▶ [Exercise objective] Reproduce the lines below from the one that contains "Task: point to the turn" through the end, inclusive, and add nothing.

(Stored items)
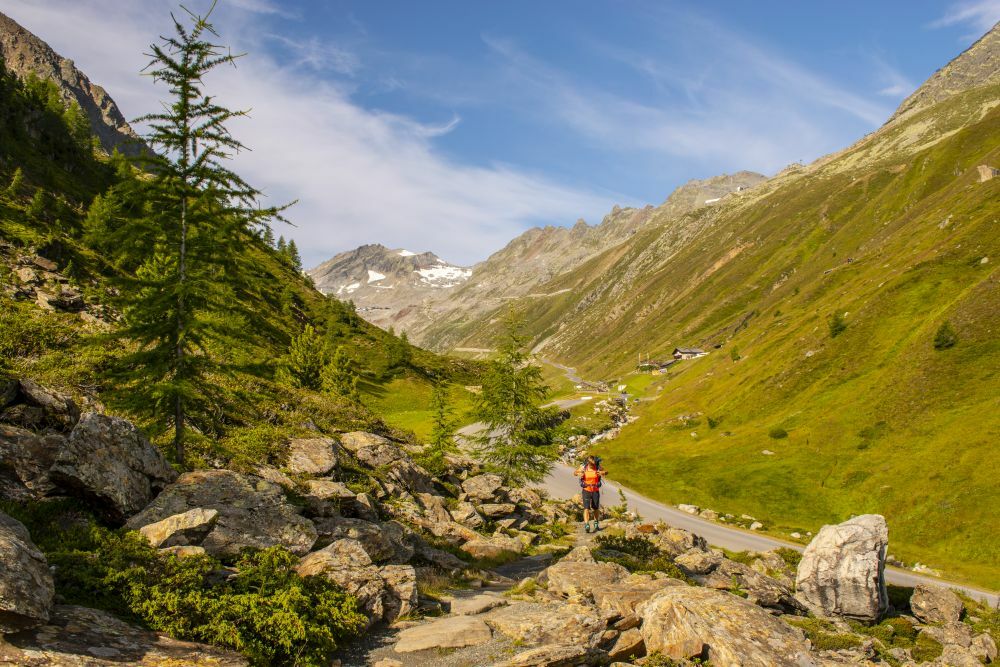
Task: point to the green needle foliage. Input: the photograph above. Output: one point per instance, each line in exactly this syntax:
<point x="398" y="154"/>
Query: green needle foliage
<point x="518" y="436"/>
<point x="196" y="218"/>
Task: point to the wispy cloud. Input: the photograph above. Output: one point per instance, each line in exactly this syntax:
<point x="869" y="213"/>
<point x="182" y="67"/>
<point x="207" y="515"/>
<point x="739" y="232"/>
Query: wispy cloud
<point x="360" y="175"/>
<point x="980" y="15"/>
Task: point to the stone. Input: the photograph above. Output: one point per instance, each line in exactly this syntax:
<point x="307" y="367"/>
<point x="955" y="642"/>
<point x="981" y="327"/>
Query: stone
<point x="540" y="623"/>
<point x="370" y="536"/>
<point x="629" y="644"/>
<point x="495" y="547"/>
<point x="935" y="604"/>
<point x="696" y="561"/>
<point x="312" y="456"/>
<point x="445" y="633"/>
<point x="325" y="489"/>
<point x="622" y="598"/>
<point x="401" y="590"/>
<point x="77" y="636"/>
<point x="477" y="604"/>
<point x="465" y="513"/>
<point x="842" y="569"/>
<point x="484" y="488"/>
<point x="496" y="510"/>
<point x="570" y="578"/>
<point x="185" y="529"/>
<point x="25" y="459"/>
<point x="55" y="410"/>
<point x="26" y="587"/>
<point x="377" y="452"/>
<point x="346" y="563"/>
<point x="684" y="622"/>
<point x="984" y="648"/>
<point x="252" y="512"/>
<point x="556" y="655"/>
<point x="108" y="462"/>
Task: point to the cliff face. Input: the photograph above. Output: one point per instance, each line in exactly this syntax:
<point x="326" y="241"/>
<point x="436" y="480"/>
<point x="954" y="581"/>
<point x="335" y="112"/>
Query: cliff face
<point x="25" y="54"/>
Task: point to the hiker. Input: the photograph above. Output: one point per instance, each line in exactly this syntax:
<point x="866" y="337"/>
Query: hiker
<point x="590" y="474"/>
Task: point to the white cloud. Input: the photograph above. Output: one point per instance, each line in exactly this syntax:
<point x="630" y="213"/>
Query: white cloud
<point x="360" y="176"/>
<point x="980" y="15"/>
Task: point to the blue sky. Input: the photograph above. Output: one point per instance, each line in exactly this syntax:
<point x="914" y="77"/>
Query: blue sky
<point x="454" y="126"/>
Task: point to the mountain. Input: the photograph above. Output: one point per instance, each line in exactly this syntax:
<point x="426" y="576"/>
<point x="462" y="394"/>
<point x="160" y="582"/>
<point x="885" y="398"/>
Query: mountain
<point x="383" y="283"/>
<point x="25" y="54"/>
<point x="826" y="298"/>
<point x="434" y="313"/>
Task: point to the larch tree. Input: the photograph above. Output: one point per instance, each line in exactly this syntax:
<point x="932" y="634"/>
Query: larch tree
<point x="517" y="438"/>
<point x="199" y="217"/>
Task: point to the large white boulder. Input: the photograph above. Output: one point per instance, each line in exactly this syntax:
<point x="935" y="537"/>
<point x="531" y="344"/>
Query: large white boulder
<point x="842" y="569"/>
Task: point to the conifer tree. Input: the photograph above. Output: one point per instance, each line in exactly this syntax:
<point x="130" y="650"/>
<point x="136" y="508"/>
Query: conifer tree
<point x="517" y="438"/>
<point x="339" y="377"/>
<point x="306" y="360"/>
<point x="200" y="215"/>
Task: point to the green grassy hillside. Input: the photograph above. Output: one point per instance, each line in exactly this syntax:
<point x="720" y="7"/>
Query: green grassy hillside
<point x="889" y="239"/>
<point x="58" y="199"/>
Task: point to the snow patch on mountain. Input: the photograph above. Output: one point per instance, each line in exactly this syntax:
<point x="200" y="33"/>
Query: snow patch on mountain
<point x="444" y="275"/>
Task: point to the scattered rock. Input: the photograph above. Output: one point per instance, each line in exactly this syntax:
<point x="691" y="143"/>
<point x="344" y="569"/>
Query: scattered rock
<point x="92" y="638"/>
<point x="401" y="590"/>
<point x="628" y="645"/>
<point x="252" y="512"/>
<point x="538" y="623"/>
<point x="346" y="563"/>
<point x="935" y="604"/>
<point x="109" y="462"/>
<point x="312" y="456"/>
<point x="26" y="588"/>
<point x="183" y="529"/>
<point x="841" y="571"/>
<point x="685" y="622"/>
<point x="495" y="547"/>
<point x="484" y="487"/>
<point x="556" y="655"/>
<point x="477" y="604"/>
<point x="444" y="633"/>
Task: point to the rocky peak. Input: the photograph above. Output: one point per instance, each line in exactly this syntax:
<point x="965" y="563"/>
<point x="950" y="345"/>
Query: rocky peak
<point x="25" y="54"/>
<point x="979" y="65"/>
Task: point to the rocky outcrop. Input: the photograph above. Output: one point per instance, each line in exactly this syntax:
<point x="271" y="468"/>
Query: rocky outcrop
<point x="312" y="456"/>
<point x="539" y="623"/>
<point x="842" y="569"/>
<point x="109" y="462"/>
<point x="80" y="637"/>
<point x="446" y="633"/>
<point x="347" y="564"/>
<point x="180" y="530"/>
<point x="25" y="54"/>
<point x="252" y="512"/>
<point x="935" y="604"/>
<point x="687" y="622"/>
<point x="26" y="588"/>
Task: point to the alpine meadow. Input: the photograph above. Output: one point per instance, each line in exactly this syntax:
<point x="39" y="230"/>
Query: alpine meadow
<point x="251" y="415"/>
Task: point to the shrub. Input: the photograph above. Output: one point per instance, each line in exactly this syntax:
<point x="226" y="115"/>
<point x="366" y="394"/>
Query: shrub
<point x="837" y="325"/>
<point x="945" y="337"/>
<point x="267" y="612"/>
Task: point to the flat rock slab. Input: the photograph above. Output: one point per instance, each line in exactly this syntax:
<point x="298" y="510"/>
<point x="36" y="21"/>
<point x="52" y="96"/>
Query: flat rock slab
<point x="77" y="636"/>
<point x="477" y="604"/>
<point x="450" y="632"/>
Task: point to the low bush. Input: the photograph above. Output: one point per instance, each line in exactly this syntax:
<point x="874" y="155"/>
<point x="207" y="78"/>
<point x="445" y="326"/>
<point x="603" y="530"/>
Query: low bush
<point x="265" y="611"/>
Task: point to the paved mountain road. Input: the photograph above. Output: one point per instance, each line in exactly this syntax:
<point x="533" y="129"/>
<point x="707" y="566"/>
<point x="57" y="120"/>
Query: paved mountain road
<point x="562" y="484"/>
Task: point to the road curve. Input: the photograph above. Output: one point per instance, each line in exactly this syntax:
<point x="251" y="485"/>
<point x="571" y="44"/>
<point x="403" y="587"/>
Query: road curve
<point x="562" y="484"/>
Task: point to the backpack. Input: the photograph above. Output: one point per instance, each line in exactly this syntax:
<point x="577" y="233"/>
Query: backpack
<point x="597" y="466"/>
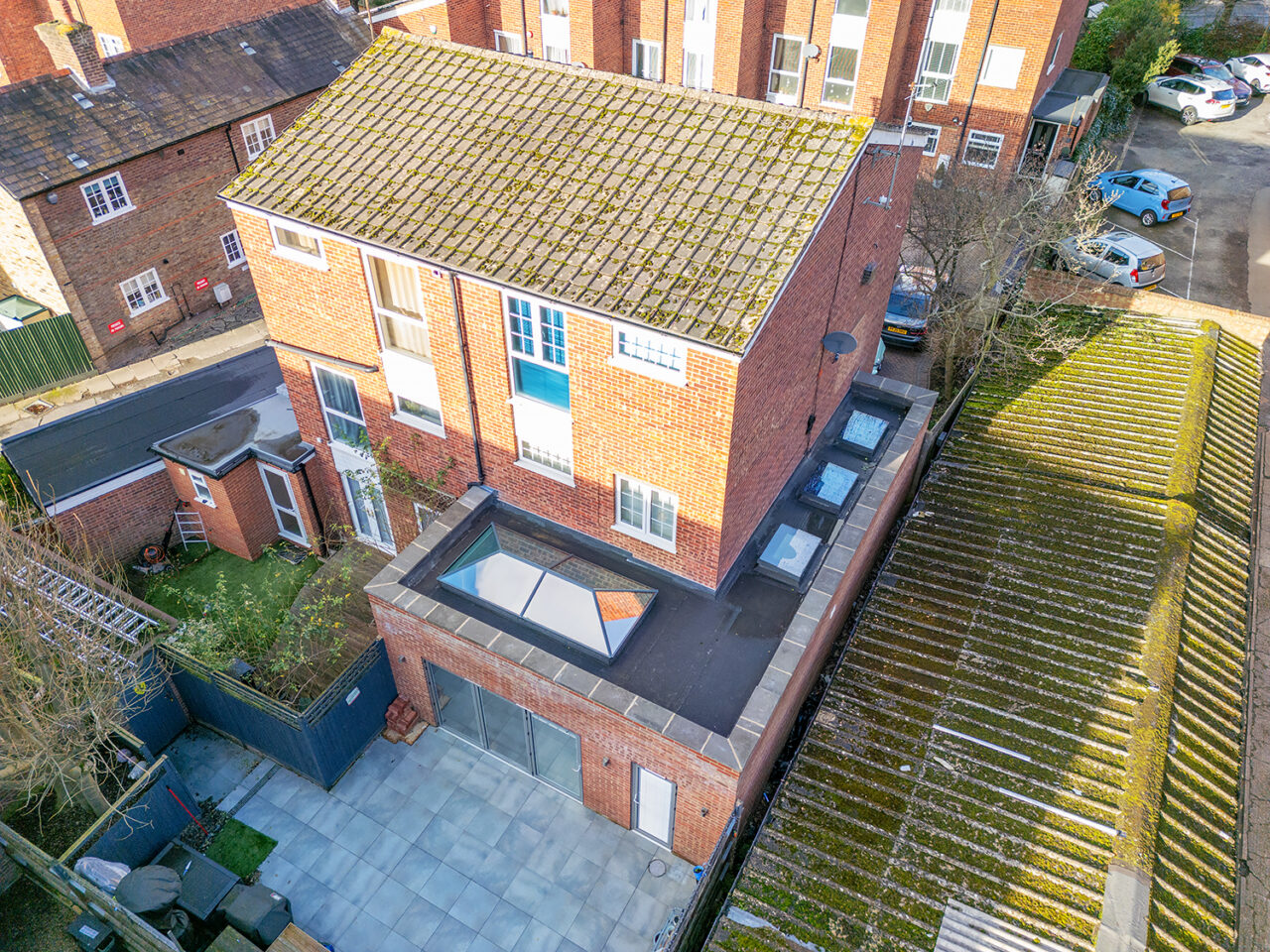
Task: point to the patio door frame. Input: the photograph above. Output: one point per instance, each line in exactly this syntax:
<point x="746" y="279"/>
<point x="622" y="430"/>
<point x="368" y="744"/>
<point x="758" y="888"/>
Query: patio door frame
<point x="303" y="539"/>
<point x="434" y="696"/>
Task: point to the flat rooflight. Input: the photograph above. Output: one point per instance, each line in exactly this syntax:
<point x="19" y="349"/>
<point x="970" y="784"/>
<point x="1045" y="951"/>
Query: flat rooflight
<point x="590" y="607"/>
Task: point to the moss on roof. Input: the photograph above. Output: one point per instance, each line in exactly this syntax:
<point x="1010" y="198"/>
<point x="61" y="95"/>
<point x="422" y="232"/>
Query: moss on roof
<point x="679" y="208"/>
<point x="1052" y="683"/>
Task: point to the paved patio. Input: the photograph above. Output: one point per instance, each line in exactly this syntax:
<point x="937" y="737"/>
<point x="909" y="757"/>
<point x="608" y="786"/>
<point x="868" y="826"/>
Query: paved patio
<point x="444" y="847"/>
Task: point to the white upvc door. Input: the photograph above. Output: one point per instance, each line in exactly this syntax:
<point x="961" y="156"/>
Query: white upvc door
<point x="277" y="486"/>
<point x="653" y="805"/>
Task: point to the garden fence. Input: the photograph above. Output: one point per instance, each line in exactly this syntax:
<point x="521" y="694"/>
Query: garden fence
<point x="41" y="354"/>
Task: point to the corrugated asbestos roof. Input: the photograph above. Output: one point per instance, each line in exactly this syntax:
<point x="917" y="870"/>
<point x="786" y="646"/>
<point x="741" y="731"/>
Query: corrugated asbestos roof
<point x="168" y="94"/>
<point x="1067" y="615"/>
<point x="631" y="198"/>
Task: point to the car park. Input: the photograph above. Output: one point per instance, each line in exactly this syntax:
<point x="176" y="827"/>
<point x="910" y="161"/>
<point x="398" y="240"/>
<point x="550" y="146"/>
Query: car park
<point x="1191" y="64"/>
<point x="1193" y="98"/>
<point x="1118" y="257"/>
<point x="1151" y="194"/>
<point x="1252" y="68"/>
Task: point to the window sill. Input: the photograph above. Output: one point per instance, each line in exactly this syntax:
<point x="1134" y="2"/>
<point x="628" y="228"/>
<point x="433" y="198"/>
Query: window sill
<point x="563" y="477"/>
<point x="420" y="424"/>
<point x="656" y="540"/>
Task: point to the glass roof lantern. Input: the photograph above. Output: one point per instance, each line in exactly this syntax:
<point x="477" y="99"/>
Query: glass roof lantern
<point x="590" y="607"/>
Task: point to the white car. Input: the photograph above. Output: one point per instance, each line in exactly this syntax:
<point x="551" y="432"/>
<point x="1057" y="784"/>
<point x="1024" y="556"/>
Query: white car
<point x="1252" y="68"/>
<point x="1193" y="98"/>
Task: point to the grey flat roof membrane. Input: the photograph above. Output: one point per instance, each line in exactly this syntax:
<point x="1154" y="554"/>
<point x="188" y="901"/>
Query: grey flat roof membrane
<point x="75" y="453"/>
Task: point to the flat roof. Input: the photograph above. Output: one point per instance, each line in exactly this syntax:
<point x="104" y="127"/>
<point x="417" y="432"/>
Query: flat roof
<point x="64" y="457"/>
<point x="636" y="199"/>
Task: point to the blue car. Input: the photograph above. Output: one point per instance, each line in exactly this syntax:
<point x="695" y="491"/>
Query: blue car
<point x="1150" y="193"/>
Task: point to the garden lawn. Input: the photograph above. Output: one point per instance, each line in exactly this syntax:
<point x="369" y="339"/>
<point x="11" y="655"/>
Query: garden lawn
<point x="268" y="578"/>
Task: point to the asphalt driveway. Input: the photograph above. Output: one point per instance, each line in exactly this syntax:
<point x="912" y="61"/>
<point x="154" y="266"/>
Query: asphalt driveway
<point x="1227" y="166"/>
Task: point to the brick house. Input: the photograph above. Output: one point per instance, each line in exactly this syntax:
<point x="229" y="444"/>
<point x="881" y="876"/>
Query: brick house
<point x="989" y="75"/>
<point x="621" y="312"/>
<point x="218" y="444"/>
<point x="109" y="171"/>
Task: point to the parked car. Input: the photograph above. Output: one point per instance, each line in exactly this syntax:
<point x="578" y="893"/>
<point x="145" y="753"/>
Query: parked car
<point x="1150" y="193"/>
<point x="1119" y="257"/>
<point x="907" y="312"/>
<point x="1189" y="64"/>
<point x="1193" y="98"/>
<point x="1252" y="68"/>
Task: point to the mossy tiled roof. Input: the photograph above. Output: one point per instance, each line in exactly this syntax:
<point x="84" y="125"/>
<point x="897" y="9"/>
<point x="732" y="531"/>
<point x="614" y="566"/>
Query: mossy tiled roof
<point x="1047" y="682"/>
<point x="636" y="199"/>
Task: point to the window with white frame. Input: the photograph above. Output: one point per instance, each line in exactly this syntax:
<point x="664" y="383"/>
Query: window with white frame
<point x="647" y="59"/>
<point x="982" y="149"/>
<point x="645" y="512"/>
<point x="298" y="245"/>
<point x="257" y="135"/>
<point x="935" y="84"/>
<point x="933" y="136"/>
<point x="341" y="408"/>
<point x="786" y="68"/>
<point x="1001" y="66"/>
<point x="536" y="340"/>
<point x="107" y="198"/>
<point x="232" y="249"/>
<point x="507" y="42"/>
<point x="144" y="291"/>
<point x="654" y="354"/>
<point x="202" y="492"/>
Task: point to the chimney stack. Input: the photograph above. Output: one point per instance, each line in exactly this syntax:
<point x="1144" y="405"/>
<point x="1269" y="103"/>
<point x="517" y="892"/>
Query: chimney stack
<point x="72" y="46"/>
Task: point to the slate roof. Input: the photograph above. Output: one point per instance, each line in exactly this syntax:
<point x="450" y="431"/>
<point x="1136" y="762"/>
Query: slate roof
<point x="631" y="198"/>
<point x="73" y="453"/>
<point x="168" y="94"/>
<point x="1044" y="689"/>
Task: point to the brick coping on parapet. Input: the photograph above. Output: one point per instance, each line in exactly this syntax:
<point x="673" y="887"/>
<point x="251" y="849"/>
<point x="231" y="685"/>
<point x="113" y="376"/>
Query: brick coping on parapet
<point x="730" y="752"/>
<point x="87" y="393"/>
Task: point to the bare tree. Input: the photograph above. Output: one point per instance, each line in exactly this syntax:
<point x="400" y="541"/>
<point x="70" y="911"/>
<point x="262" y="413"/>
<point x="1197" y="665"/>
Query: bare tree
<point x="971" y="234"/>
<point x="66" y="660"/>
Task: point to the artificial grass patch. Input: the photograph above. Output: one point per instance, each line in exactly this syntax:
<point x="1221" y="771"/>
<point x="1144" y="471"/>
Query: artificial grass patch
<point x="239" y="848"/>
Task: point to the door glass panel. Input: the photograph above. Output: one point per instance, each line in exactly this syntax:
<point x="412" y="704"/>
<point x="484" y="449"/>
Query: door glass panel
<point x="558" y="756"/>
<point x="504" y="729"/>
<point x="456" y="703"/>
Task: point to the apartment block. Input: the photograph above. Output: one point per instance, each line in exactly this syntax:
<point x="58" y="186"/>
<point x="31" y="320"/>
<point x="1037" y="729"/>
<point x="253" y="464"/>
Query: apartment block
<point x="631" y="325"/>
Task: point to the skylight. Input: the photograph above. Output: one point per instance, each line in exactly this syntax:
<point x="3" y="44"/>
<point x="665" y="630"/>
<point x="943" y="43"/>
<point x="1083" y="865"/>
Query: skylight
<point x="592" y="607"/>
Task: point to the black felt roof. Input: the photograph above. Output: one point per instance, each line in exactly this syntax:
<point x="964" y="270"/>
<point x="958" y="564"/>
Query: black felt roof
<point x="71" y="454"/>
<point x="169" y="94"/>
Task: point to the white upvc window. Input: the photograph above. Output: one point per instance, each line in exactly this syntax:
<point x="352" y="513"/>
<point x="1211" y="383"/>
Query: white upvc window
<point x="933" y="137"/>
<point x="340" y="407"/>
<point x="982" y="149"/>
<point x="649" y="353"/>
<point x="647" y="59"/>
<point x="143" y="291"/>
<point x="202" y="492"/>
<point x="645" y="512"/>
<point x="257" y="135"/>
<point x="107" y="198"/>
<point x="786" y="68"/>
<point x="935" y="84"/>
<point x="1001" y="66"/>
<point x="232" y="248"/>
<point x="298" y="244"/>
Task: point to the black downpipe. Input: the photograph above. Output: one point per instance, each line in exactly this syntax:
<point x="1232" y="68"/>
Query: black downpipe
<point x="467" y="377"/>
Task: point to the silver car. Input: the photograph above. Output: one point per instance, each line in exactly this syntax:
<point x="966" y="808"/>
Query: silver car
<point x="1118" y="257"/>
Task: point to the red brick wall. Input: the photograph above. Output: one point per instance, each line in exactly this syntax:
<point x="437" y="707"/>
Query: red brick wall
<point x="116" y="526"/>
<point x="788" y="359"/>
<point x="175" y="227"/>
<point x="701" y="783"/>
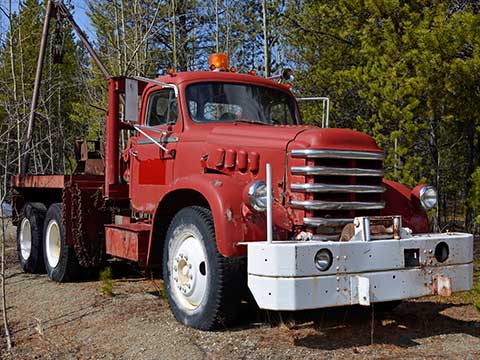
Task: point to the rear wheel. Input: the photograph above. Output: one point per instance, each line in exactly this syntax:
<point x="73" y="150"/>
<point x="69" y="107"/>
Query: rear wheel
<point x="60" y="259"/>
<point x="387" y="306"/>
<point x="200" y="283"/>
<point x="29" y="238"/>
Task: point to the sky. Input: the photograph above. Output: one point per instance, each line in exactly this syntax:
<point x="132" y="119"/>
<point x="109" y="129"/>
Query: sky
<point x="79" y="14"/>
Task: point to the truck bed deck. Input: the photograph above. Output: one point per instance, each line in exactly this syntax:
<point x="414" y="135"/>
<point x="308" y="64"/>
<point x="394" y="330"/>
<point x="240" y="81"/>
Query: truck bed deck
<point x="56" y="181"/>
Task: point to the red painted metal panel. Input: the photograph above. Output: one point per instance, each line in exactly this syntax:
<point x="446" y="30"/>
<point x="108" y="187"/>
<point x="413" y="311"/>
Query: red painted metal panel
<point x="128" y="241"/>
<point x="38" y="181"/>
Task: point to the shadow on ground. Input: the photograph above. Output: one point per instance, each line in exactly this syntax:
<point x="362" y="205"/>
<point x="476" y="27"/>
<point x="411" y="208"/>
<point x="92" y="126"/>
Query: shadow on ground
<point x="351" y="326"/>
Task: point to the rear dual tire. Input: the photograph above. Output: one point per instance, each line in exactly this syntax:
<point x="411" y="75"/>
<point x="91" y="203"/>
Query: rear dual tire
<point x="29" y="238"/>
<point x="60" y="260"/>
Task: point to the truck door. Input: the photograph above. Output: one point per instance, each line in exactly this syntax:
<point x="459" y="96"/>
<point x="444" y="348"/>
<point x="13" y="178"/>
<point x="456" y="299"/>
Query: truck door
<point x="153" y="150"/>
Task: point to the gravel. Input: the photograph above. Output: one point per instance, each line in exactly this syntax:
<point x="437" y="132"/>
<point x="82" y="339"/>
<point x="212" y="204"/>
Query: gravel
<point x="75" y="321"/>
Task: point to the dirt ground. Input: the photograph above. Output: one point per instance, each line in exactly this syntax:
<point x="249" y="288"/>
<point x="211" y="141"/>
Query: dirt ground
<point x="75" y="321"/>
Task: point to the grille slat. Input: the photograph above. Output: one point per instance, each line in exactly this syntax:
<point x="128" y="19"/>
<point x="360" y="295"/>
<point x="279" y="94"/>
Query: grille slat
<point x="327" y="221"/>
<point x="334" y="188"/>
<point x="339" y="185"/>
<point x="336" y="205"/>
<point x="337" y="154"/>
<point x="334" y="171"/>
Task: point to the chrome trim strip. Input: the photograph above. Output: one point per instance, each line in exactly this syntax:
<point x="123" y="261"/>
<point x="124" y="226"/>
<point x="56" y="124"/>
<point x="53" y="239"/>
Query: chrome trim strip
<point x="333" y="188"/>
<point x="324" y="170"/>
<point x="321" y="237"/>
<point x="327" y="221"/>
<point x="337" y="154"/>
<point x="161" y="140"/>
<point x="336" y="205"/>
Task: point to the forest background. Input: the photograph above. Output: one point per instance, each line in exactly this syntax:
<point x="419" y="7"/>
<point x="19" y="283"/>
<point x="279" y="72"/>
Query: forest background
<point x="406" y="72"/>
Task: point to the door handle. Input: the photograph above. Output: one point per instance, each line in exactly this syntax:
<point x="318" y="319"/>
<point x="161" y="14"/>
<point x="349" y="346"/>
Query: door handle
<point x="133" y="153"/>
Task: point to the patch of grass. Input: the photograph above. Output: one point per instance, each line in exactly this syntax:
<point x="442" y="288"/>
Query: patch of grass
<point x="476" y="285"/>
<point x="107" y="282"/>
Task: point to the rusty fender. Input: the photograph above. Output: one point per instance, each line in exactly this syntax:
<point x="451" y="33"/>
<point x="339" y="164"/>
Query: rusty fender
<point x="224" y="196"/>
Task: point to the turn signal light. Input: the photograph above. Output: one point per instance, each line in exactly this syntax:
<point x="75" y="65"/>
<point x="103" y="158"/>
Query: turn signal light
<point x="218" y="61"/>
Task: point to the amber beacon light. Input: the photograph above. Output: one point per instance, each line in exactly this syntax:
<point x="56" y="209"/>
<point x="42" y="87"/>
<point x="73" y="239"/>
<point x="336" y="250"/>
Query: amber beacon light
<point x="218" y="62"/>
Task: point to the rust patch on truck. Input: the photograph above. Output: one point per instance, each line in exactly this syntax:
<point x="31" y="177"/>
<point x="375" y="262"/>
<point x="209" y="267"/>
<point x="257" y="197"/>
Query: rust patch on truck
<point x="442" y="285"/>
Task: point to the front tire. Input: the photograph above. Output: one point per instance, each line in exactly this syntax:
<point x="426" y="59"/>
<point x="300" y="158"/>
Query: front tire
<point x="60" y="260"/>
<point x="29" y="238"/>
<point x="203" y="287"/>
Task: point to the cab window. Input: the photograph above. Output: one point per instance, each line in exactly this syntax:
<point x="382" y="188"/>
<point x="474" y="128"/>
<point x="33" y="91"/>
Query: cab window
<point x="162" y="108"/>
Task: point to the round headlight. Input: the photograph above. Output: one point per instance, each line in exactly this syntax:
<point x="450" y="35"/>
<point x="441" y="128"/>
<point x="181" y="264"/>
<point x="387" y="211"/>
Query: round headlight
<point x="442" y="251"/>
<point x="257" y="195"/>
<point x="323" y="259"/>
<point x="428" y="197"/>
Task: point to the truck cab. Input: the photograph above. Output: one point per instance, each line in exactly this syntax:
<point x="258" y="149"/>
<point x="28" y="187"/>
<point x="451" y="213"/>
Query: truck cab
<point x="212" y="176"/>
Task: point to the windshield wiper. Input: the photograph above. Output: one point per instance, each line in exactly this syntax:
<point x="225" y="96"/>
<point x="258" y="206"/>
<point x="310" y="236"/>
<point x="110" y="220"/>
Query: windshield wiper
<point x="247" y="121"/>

▶ [Right answer]
Task: point to the turn signal light. Input: the photograph above. Output: one point per instance, each line in exactly this syntax:
<point x="75" y="65"/>
<point x="103" y="158"/>
Query: turn signal light
<point x="218" y="61"/>
Task: point to the amber beacon light. Input: the photograph above. Output: one point per instance, each line in exactly this syntax:
<point x="56" y="209"/>
<point x="42" y="87"/>
<point x="73" y="239"/>
<point x="336" y="250"/>
Query: amber beacon light
<point x="218" y="62"/>
Task: point to the rust patch on truck. Input: the photograph above. Output: one point per instance, each line in exactly this syntax:
<point x="31" y="177"/>
<point x="375" y="262"/>
<point x="209" y="267"/>
<point x="257" y="197"/>
Query: rust patch on truck
<point x="442" y="285"/>
Task: point to the front tire. Input: the photograph above. Output: one point per instance, each line in exactly this syntax:
<point x="426" y="59"/>
<point x="300" y="158"/>
Query: front tire
<point x="60" y="260"/>
<point x="29" y="238"/>
<point x="203" y="287"/>
Task: point to the cab window. Input: the photograph above. Output: one point per instance, each line in exactly this syntax:
<point x="382" y="188"/>
<point x="474" y="128"/>
<point x="33" y="91"/>
Query: cab window
<point x="162" y="108"/>
Task: point to the round headlight. Input: the photograph above. Output: one point per instance, each line in exactly this syntax:
<point x="450" y="35"/>
<point x="441" y="128"/>
<point x="181" y="264"/>
<point x="387" y="211"/>
Query: round headlight
<point x="442" y="251"/>
<point x="257" y="195"/>
<point x="323" y="259"/>
<point x="428" y="197"/>
Task: point to the truck cab. Input: the photograph above. Output: one point per instance, each line in exactly this syntax:
<point x="258" y="149"/>
<point x="28" y="187"/>
<point x="451" y="213"/>
Query: truck cab
<point x="212" y="176"/>
Task: point to the windshield wiper. Input: the photograph above. Output: one point per instance, each line in exactly this syntax:
<point x="225" y="96"/>
<point x="258" y="206"/>
<point x="310" y="236"/>
<point x="110" y="220"/>
Query: windshield wiper
<point x="247" y="121"/>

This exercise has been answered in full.